start Provided text

7. It may, therefore, be seen that the question of waiver under S. 112 would solely depend upon the intention of the lessor whereas a waiver under Section 113 would depend upon the intention of both the parties, viz., the lessor and the lessee. It is only having regard to the unilateral intention of the lessor alone being the determining factor for waiver under S. 112 that a specific provision has been made to treat the receipt of rent pendente lite out of the waiver clause. Therefore, merely because such a proviso is not found in S. 113 it will not be open to a tenant to contend that per se the acceptance of rent by a lessor subsequent to giving a notice of termination of tenancy, would itself constitute waiver.
8. Another factor on which the appellant's counsel places reliance is that full effect must be given to Illustration (a) of S. 113 and if that is done, then, even mere acceptance of rent by the landlord after the expiry of the notice will amount to waiver. On this aspect of the matter too, the appellant's counsel makes an attempt to assail the view of Ramamurti, J. in Saleh Bros. v. K. Rajendran, .

end Provided text
start Provided records

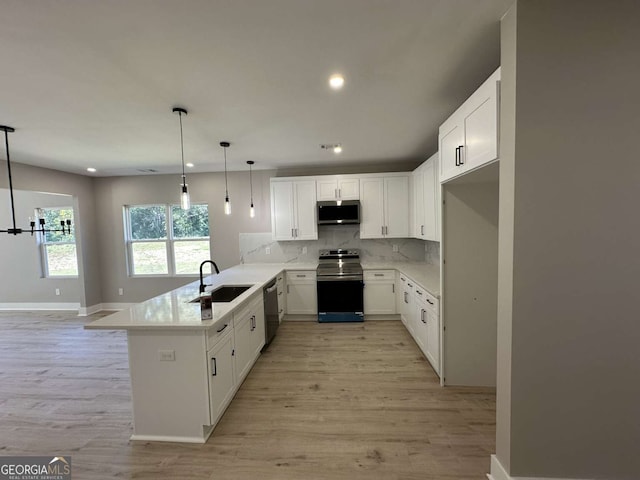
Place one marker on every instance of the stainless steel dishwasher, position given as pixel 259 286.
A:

end Provided records
start Provided records

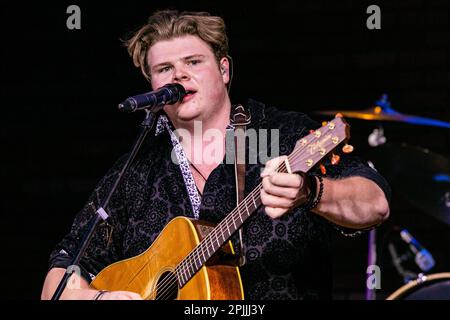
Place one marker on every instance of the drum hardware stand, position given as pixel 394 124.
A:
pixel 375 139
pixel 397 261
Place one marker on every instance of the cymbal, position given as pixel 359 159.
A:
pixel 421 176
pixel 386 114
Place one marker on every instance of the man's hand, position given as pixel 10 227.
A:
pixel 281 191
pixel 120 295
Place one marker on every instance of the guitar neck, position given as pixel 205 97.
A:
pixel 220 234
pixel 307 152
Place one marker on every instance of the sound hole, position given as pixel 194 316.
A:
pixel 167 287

end Provided records

Task prompt -
Reproduce the passage on waiver from "7. It may, therefore, be" to "itself constitute waiver.", substituting "landlord" for "lessor" wherever it occurs.

Result below -
7. It may, therefore, be seen that the question of waiver under S. 112 would solely depend upon the intention of the landlord whereas a waiver under Section 113 would depend upon the intention of both the parties, viz., the landlord and the lessee. It is only having regard to the unilateral intention of the landlord alone being the determining factor for waiver under S. 112 that a specific provision has been made to treat the receipt of rent pendente lite out of the waiver clause. Therefore, merely because such a proviso is not found in S. 113 it will not be open to a tenant to contend that per se the acceptance of rent by a landlord subsequent to giving a notice of termination of tenancy, would itself constitute waiver.